• [What is asked] Set down each record below precisely, skipping the pictures.
Begin Working data
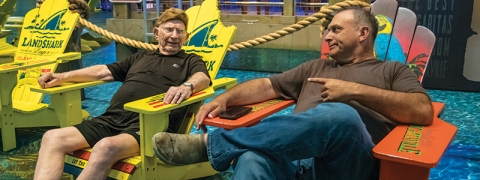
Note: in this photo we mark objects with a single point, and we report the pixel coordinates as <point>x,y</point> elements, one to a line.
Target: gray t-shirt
<point>393,76</point>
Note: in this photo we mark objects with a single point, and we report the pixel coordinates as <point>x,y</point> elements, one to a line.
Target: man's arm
<point>176,94</point>
<point>250,92</point>
<point>92,73</point>
<point>409,108</point>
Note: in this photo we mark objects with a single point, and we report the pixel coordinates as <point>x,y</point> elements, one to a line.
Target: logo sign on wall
<point>455,26</point>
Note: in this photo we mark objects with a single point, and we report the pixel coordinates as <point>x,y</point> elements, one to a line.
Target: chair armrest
<point>67,87</point>
<point>155,105</point>
<point>65,57</point>
<point>417,145</point>
<point>15,66</point>
<point>5,33</point>
<point>259,111</point>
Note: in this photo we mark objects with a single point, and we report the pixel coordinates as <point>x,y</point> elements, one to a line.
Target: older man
<point>344,106</point>
<point>114,134</point>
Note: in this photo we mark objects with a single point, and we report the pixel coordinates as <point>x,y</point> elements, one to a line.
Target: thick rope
<point>324,16</point>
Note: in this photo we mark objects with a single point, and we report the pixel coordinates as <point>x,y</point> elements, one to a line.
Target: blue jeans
<point>329,141</point>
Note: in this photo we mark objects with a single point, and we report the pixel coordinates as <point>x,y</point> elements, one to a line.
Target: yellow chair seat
<point>28,107</point>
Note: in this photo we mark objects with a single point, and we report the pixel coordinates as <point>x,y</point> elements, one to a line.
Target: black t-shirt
<point>393,76</point>
<point>146,74</point>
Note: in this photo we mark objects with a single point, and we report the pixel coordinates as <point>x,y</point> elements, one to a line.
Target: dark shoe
<point>180,149</point>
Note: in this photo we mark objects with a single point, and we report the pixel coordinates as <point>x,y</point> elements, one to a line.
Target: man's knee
<point>340,113</point>
<point>53,136</point>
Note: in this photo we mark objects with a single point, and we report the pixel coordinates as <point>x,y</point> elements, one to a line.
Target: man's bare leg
<point>106,152</point>
<point>55,144</point>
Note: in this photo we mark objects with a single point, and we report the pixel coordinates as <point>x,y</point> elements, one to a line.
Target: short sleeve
<point>405,80</point>
<point>198,65</point>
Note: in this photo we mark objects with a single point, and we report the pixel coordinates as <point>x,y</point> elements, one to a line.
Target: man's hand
<point>176,94</point>
<point>211,109</point>
<point>50,79</point>
<point>335,90</point>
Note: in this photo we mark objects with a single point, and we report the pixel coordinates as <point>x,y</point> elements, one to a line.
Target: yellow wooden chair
<point>208,38</point>
<point>408,151</point>
<point>41,46</point>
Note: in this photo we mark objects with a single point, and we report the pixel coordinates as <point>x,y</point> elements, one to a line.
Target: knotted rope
<point>76,6</point>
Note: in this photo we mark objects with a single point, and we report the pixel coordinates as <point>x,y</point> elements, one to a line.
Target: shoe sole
<point>164,160</point>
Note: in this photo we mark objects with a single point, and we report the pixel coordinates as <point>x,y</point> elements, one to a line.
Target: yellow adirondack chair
<point>208,38</point>
<point>7,7</point>
<point>41,46</point>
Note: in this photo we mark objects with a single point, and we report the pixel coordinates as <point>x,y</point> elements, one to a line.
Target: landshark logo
<point>202,37</point>
<point>46,29</point>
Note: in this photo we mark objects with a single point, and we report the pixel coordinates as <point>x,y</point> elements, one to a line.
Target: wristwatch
<point>189,85</point>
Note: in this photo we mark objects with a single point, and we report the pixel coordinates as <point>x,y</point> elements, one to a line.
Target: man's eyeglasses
<point>169,30</point>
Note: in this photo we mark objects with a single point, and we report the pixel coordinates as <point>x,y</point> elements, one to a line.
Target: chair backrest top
<point>209,38</point>
<point>46,31</point>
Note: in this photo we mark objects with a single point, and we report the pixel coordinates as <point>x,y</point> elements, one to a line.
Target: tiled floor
<point>461,161</point>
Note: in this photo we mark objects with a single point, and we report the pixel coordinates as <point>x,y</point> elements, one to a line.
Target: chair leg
<point>390,170</point>
<point>8,81</point>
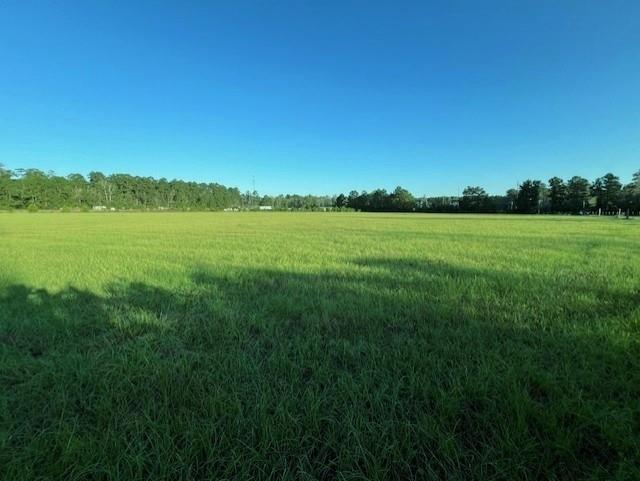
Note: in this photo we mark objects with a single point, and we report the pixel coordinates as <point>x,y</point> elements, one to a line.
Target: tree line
End Working data
• [Worked solution]
Note: in this photo we mark objects with a single point, and we report the pixel coordinates as <point>x,y</point> elements, one to a line.
Target: gray t-shirt
<point>393,76</point>
Note: in this photo we mark objects with a single point, and we report the pixel coordinates as <point>x,y</point> elements, one to a line.
Target: man's arm
<point>176,94</point>
<point>250,92</point>
<point>92,73</point>
<point>409,108</point>
Note: in this photo we mark objects with a single point, and we report the pixel coordinates as <point>x,y</point> elements, one to a line.
Target: logo sign on wall
<point>455,26</point>
Note: in this photo we mark objects with a single point, and we report the pixel coordinates as <point>x,y</point> elements, one to a line.
Target: chair armrest
<point>67,87</point>
<point>155,105</point>
<point>65,57</point>
<point>417,145</point>
<point>15,66</point>
<point>5,33</point>
<point>259,111</point>
Note: in this photo we mark objects with a single point, and we report the pixel coordinates as <point>x,y</point> elements, one to a line.
Target: older man
<point>344,106</point>
<point>114,134</point>
Note: in this photo we mark objects with a single point, and we report the pixel coordinates as <point>x,y</point> elements, one to a line.
Target: thick rope
<point>324,16</point>
Note: in this photo we mark objects with a single point, and we report the pixel coordinates as <point>x,y</point> elements, one to a line.
Target: blue jeans
<point>329,141</point>
Note: in this photo we mark objects with a single point, and we report the pixel coordinates as <point>x,y</point> elements, one to a line.
Target: yellow chair seat
<point>28,107</point>
Note: in this photo we mark objects with a single point, and we report the pixel coordinates as <point>x,y</point> elements, one to a line.
Target: black t-shirt
<point>393,76</point>
<point>146,74</point>
Note: in this photo we mark objects with a single point, and we report the pixel coordinates as <point>x,y</point> elements, one to a line.
Target: dark shoe
<point>180,149</point>
Note: in this photo we mark objects with a single point, and we report the pixel coordinates as <point>x,y</point> elements, one to a line.
Target: man's knee
<point>340,113</point>
<point>53,136</point>
Note: in this photo we mark objects with a single point, and we report the pixel coordinates as <point>x,y</point> elements, one to a line.
Target: man's bare leg
<point>106,152</point>
<point>55,144</point>
Note: in this photo we mark objects with a single point, and we report the pixel coordinates as <point>x,y</point> elements, one to a line.
Target: short sleeve
<point>405,80</point>
<point>198,65</point>
Note: in this photo we mark objects with a single point, and we report the pixel coordinates as <point>x,y</point> elements, one to a line.
Target: man's hand
<point>176,94</point>
<point>211,109</point>
<point>50,79</point>
<point>335,90</point>
Note: in this photo we mark objects with a single point, and we report the pixel coordinates as <point>x,y</point> elements, one to a line.
Target: yellow wooden chair
<point>208,38</point>
<point>408,151</point>
<point>41,46</point>
Note: in this photo we mark objects with a single point, and we report the pixel coordinates as <point>x,y</point> elements, one to a line.
Target: knotted rope
<point>76,6</point>
Note: in this photo we mark objects with a single point, and we report the pixel coordinates as <point>x,y</point> elements, one to a line.
Target: shoe sole
<point>164,160</point>
Note: in this photo we mark objects with a single point, and we report the pixel coordinates as <point>x,y</point> elements, one to a line.
Target: yellow adirondack chair
<point>208,38</point>
<point>7,7</point>
<point>41,46</point>
Note: in this photo we mark objects with a single point, and we report the pixel coordinates as <point>x,y</point> elements, one to a line.
Target: landshark logo
<point>202,37</point>
<point>46,29</point>
Note: in this photo we mark objects with a single point, and we report the pixel coordinates as <point>x,y</point> elements, one to a line.
Target: wristwatch
<point>189,85</point>
Note: in this photo we mark objects with a single point, and we report the pixel coordinates as <point>x,y</point> elements, one to a line.
Target: man's eyeglasses
<point>169,30</point>
Note: in this photo we mark objects with a single point, and we report the pixel coordinates as <point>x,y</point> elements, one to a line.
Target: chair backrest top
<point>209,38</point>
<point>46,31</point>
Note: in this photo we mark objects with a single point, and we report the pixel coordinates as <point>x,y</point> elements, one to a line.
Target: tiled floor
<point>461,161</point>
Note: in this photo we mark objects with a single point, and we report the pixel coordinates as <point>x,y</point> elements, one to a line.
Target: chair leg
<point>390,170</point>
<point>8,81</point>
Note: in this photo we mark objects with a single point, and we report the pixel coordinates as <point>x,y</point> elements, one to a line.
Target: tree line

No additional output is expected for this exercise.